§ TASK REQUIREMENTS
How many lines in the listing below contain the string "jacket"? Reply with the number alone.

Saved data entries
◆ ◆ ◆

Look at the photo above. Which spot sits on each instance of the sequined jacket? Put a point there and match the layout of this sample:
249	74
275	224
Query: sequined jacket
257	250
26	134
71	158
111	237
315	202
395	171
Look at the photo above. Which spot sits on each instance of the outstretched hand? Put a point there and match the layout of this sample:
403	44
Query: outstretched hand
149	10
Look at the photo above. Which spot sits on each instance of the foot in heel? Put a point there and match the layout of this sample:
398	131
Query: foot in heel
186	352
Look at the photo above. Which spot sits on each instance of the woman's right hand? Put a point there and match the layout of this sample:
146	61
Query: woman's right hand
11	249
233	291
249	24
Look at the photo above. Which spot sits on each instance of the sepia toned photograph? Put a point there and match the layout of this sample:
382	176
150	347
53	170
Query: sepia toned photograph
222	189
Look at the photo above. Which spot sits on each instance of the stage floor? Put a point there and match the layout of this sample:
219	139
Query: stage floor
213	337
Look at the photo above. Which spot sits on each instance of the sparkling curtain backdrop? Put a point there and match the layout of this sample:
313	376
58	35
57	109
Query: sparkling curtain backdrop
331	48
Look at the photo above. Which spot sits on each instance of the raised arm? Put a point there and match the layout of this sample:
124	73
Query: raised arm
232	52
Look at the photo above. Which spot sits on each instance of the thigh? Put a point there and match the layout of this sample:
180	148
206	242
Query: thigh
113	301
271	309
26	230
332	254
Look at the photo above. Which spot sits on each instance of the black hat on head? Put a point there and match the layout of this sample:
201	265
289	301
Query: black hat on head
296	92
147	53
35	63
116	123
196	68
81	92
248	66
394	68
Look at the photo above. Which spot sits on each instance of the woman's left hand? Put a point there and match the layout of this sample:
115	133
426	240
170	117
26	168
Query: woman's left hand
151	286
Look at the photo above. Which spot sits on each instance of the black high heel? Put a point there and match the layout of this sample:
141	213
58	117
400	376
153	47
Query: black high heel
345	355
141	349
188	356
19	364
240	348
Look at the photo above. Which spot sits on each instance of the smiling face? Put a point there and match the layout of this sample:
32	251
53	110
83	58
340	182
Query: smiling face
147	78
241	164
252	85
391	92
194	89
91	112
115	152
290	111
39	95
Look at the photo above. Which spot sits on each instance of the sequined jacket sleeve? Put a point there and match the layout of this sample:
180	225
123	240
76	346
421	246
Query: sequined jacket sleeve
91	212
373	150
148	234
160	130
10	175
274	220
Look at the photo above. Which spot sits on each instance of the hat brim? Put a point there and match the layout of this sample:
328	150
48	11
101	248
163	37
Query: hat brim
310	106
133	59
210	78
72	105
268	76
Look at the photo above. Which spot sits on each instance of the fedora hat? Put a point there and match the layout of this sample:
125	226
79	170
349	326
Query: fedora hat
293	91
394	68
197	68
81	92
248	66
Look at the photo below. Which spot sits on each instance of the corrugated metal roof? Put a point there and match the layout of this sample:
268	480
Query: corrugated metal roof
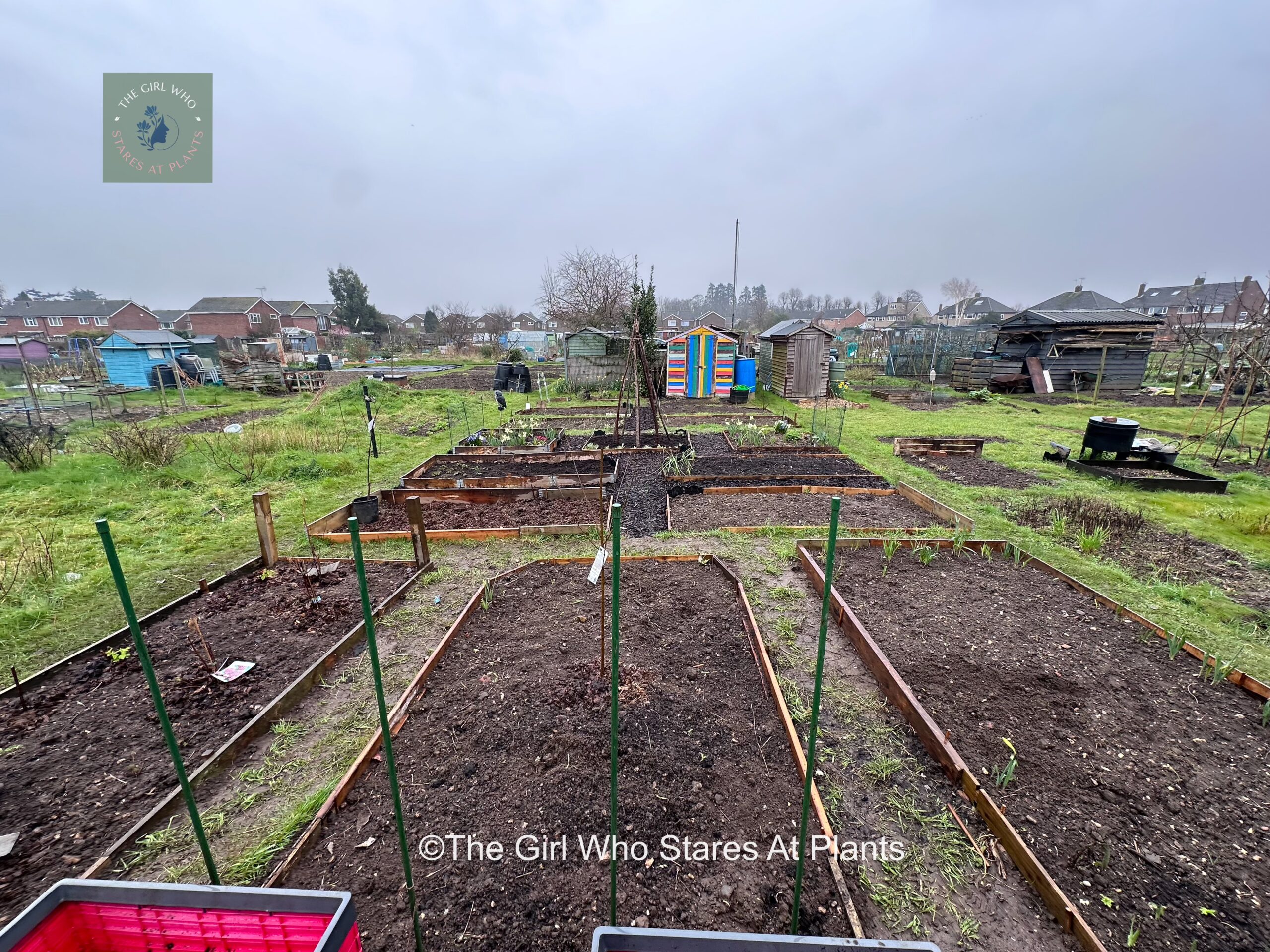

◆ ◆ ◆

§ RESULT OF THIS TASK
4